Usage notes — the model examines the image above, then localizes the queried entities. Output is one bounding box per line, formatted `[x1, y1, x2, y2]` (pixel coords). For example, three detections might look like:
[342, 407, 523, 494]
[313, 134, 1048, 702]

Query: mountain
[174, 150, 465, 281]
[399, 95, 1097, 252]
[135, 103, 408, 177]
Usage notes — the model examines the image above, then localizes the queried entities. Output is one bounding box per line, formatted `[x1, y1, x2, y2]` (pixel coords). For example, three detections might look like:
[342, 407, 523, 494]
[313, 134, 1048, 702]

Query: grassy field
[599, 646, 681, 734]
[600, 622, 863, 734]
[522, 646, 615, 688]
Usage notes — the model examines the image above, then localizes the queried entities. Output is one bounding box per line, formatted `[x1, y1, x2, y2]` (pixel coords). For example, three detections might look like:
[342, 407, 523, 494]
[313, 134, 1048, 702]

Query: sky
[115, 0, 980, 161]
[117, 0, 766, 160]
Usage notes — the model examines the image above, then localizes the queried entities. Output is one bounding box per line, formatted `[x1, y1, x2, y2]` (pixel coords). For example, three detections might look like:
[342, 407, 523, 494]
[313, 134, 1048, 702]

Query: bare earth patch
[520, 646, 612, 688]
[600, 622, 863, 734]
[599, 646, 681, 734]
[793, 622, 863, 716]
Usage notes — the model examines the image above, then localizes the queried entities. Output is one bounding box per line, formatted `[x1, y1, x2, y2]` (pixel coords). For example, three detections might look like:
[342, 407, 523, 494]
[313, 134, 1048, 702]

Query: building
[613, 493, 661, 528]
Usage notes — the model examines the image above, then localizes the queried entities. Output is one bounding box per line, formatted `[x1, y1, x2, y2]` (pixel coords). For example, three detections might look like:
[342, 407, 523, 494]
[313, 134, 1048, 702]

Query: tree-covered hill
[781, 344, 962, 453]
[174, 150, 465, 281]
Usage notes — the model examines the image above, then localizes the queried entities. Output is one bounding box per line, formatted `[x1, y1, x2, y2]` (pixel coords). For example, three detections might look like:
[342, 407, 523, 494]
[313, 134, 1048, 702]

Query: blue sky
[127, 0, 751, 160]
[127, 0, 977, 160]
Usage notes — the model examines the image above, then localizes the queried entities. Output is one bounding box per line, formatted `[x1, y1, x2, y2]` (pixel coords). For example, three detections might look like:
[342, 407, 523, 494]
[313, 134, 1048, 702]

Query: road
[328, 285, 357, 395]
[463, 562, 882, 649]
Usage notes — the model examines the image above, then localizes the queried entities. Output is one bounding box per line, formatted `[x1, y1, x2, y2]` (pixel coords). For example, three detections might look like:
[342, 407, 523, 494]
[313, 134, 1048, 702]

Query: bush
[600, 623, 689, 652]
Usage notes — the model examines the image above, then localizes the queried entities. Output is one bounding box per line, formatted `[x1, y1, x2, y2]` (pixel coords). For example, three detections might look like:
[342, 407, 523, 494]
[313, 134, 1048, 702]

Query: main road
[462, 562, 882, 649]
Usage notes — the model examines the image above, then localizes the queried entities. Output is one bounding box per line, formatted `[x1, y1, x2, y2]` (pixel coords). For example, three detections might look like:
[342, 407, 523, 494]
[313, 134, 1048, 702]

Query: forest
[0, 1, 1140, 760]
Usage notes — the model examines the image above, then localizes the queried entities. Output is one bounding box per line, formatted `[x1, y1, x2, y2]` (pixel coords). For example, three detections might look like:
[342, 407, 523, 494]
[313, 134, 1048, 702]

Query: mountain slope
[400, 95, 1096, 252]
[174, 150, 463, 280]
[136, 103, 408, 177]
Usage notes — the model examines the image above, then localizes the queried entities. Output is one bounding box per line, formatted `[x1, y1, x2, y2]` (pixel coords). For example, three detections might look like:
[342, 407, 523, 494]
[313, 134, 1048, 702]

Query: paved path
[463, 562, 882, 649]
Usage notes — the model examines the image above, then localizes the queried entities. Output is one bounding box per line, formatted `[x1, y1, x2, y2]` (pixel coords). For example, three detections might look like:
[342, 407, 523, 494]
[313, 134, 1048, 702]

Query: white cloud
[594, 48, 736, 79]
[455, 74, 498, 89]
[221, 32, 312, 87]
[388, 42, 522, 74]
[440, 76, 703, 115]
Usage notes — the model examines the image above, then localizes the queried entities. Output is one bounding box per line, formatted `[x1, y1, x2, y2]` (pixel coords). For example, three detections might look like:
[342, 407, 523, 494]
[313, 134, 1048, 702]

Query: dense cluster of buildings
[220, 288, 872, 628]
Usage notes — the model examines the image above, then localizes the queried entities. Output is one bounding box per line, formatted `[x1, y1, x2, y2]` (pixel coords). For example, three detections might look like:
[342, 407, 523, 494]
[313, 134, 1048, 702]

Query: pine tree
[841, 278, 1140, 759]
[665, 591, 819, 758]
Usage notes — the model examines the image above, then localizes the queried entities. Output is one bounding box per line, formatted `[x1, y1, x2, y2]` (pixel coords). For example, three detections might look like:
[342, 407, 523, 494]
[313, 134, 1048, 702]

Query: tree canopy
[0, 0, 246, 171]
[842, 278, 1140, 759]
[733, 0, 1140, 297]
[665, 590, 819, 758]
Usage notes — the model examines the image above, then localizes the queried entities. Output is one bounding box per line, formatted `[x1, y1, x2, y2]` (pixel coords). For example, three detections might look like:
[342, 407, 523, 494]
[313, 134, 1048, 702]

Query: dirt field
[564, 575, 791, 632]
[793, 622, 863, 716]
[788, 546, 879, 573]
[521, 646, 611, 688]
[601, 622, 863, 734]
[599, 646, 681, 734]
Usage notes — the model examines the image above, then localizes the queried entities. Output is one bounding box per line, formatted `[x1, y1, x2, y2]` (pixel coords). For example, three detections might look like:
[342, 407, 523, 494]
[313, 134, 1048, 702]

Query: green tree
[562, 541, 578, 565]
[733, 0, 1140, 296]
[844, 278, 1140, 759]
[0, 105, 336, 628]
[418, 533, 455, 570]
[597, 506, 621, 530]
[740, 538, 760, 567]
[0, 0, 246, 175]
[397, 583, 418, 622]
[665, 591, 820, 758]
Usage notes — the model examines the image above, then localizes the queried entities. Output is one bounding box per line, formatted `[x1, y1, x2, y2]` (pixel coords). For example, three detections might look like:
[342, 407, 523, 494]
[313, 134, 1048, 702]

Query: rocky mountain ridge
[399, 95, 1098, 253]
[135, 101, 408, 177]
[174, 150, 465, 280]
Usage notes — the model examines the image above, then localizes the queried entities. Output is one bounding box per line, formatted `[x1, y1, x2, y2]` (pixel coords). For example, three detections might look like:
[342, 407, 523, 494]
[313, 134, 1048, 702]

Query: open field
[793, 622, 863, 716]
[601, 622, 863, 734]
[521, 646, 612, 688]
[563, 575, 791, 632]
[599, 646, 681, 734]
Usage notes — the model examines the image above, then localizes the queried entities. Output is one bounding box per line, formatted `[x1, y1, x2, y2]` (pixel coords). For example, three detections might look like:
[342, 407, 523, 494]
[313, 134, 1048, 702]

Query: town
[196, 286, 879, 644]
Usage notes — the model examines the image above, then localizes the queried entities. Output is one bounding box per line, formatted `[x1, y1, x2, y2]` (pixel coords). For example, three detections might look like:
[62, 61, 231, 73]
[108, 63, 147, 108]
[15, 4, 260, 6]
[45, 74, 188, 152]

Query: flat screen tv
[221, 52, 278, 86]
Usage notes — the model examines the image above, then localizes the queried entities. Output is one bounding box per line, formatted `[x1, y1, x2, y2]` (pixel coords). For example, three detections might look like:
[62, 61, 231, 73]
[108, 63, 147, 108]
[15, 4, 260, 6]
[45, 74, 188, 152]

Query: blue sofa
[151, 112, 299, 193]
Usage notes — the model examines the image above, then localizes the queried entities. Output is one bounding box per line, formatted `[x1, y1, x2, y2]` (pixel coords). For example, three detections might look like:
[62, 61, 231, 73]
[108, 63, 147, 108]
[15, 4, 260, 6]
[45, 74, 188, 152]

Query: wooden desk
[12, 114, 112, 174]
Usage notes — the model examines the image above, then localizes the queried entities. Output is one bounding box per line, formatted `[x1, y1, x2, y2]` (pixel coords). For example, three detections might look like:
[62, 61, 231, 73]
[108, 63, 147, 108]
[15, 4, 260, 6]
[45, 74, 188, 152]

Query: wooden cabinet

------------------------------------------------

Compito da svolgere: Elenca ogni riga delle voci riportate sopra in cui compare la parola "mountain".

Risposta al problema:
Query: mountain
Query: mountain slope
Query: rocky mountain ridge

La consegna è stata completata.